Give back, unchanged, each line from the one containing "Pin every instance of the stove control" through the last line of the entries below.

"""

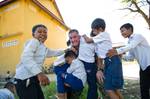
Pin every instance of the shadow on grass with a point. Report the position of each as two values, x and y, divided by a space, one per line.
130 91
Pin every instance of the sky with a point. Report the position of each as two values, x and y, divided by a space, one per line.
79 14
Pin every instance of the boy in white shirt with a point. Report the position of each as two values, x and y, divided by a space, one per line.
113 67
29 73
138 48
8 91
74 78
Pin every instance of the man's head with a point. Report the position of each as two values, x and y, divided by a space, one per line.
98 25
126 30
40 32
70 56
10 86
74 38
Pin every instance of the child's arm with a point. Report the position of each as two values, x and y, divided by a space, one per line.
87 39
100 64
99 74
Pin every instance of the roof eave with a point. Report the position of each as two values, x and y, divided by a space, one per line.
50 13
5 2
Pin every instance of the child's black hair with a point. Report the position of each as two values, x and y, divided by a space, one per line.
73 30
68 43
70 53
127 26
36 26
98 23
92 34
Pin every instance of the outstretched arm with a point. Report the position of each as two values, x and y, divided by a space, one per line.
87 39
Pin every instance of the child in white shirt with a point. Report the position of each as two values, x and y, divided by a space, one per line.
74 78
113 67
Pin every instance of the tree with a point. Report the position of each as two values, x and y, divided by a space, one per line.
137 6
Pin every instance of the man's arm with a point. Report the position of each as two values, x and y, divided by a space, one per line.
133 43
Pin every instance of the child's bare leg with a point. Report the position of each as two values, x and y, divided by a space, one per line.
119 94
62 96
112 94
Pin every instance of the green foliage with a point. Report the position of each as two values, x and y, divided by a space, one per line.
128 1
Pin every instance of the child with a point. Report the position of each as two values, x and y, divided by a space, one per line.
138 48
86 53
74 78
29 73
8 91
113 68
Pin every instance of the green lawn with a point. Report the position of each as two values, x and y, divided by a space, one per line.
130 91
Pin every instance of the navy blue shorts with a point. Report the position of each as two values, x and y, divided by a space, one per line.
74 83
113 73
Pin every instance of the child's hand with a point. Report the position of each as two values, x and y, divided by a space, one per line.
112 52
84 35
100 76
63 75
43 79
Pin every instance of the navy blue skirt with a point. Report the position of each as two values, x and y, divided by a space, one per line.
113 73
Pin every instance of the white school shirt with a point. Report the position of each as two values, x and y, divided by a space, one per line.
77 69
32 59
86 51
138 48
103 44
6 94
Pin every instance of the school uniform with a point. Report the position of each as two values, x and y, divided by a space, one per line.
113 66
75 76
6 94
138 48
86 55
32 59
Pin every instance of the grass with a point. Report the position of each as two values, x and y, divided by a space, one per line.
130 91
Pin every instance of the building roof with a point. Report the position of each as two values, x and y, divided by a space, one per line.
61 21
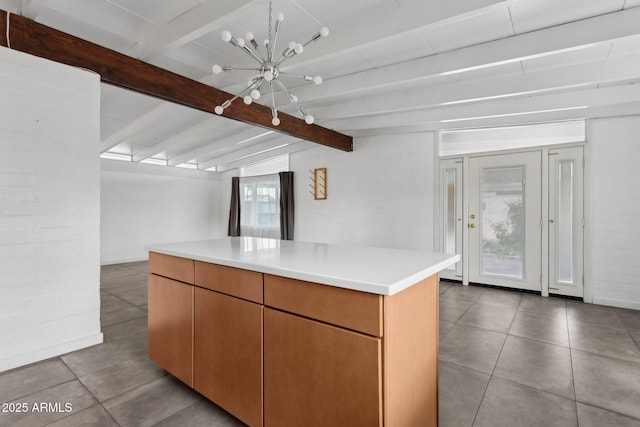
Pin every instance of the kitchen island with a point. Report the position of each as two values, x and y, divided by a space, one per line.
283 333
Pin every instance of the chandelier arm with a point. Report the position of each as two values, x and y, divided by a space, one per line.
274 110
251 53
272 43
288 53
291 98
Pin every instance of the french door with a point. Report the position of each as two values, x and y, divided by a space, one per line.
516 219
566 224
504 220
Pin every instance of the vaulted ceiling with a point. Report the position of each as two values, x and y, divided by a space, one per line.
389 66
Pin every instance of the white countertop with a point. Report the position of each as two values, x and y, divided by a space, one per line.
381 271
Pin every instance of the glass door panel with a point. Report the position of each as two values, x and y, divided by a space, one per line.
565 221
502 227
504 220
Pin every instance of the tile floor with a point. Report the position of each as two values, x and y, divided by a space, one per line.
507 359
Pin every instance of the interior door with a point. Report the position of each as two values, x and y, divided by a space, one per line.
504 220
451 214
566 225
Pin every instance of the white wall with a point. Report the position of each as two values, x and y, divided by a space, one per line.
143 204
49 209
381 194
612 264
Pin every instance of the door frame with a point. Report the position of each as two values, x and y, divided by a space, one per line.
587 294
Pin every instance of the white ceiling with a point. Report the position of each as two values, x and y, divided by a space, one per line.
388 66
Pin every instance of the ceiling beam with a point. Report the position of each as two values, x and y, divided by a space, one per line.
431 69
120 70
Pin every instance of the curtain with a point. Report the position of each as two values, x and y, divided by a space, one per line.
287 206
234 209
259 206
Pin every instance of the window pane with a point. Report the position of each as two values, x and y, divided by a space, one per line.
565 222
502 221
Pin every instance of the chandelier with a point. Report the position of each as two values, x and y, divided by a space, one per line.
268 68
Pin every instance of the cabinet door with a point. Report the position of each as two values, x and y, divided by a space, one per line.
228 353
171 326
319 375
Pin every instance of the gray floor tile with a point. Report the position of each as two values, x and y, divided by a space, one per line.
607 383
550 306
603 340
132 329
464 293
592 313
460 393
590 416
494 318
201 414
151 403
507 404
630 318
451 310
136 296
543 366
635 334
110 303
122 377
95 416
72 393
500 298
33 378
473 348
119 316
542 327
445 327
98 357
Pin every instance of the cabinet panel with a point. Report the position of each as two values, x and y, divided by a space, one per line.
237 282
170 266
360 311
319 375
170 322
228 353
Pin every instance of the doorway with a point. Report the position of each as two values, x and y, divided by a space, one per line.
516 219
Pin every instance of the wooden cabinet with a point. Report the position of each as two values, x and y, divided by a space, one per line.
228 353
278 352
170 325
319 375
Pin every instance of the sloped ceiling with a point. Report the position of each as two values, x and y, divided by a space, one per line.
388 66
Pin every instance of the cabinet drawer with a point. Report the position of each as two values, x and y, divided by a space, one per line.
232 281
359 311
171 266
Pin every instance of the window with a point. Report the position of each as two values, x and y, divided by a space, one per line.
260 206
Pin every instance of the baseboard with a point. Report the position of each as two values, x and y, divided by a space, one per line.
617 303
49 352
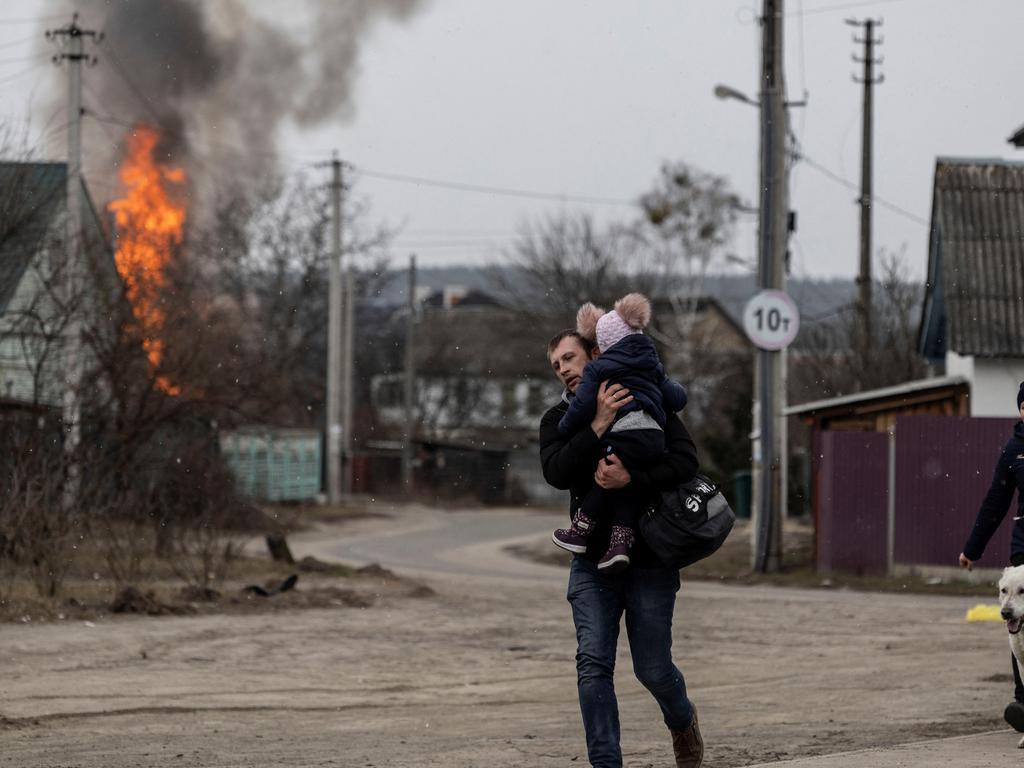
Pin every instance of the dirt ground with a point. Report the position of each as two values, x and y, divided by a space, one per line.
480 673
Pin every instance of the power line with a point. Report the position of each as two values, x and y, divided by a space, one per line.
850 185
502 190
20 74
19 59
34 19
14 43
845 6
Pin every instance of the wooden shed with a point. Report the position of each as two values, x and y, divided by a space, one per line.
876 411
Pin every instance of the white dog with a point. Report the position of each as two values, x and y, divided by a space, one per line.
1012 609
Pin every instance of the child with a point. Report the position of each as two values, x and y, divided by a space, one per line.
636 436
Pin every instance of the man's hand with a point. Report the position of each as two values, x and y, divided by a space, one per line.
609 399
611 474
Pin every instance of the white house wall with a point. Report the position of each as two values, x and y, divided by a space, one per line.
993 382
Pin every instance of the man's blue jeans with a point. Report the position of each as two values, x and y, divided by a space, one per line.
647 596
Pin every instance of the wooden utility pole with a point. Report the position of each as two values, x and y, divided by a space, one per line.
73 51
864 275
334 338
772 232
409 383
348 379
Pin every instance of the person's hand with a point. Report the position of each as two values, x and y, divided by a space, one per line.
609 399
611 474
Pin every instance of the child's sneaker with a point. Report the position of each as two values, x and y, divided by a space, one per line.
616 558
573 539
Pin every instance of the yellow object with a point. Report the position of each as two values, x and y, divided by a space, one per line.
983 612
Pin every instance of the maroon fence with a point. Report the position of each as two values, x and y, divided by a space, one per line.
852 496
942 468
944 465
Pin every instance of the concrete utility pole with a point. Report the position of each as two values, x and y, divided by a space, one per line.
864 276
74 267
409 382
334 338
772 232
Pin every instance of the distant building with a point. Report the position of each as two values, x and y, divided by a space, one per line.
973 315
35 339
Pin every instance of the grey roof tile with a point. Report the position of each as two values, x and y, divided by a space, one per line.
978 216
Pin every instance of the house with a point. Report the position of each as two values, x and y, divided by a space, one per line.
973 315
482 383
45 299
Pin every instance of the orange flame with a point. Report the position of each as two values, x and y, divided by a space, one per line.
150 225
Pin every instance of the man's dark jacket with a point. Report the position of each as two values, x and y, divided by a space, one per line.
632 361
569 463
1008 478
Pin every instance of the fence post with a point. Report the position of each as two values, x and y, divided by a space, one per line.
891 526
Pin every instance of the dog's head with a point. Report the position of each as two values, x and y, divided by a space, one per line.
1012 598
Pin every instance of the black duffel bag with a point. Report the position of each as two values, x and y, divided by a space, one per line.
688 523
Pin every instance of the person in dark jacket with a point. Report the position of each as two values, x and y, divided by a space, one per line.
1009 477
627 356
645 593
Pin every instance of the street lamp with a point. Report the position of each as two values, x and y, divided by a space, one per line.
768 437
726 92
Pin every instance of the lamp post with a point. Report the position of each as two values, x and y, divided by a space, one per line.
768 437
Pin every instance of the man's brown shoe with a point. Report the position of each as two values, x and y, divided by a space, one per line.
688 745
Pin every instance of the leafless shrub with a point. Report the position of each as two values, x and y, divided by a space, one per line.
199 509
39 523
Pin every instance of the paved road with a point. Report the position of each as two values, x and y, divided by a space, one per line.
481 672
435 542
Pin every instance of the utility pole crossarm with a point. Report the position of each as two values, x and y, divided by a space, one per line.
72 279
868 80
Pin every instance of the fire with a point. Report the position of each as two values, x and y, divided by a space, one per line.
150 225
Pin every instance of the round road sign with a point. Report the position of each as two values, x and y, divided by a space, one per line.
771 320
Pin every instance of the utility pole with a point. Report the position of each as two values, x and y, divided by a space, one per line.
74 270
770 458
409 382
348 377
334 339
864 276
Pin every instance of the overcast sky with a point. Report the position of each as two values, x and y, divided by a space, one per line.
586 98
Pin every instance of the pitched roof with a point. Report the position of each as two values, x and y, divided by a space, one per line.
32 195
974 300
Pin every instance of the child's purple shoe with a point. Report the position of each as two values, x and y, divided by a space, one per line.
573 539
616 559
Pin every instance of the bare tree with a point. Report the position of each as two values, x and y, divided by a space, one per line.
827 364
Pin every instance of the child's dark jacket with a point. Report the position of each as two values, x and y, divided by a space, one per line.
633 363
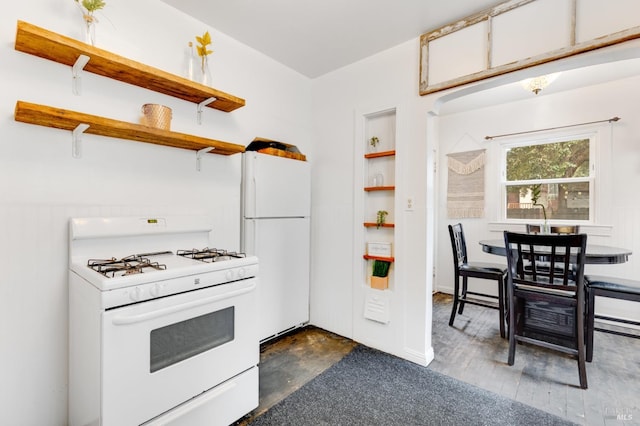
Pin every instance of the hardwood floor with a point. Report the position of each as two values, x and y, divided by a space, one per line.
473 352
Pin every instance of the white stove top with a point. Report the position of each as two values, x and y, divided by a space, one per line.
118 238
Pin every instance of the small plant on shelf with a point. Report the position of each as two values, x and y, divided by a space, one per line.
381 218
380 268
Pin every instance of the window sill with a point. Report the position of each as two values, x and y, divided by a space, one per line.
589 229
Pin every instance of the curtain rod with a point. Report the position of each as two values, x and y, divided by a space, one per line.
552 128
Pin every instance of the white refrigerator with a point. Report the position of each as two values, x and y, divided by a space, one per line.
276 207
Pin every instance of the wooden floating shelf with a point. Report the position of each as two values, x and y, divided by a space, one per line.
68 120
386 259
379 188
380 154
58 48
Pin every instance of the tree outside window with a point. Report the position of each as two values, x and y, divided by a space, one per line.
549 179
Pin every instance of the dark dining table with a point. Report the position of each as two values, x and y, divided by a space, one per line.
596 254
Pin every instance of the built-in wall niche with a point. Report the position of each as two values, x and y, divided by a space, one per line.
379 195
518 34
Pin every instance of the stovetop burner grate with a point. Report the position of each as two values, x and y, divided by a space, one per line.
210 254
134 264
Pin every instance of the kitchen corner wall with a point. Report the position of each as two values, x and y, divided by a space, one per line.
384 81
42 185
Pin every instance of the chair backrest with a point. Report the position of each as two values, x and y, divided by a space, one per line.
555 261
458 245
554 229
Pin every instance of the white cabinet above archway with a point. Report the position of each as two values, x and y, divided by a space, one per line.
518 34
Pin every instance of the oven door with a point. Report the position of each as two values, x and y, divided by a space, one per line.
161 353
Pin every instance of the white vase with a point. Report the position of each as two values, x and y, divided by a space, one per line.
204 72
89 29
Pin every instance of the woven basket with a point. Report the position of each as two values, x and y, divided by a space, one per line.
158 116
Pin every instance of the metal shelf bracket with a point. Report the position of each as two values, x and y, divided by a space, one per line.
202 104
76 72
199 154
76 147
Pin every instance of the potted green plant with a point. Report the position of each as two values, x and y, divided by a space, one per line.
380 274
381 217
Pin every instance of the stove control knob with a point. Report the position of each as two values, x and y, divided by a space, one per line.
135 294
155 289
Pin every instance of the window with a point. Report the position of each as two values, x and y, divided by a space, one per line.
549 179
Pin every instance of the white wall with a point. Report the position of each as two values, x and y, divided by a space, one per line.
387 80
42 186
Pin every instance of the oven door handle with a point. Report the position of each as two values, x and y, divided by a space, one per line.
133 319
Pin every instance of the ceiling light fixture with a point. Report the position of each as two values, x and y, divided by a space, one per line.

"""

RESULT OF THIS EXERCISE »
Pin every instance of the stove control knob with a point. Report the position of each as two values, x and y, divided by a space, one per line.
135 294
155 289
Pin every instance of the window with a point. Report the position of each as two values, x and y, divided by a space, one per line.
549 179
Pin every instance of the white wall with a point. Report the position of each as two values, x and y, divided by a space, one per line.
387 80
42 186
Pin every instance of the oven door handle with a point. Report the position of each as two values, x and y, divided by a space, one per line.
133 319
Pin every instance of the ceiling light fixture with a point. Report the position of each as two values, x and y, divided by a space, one per line.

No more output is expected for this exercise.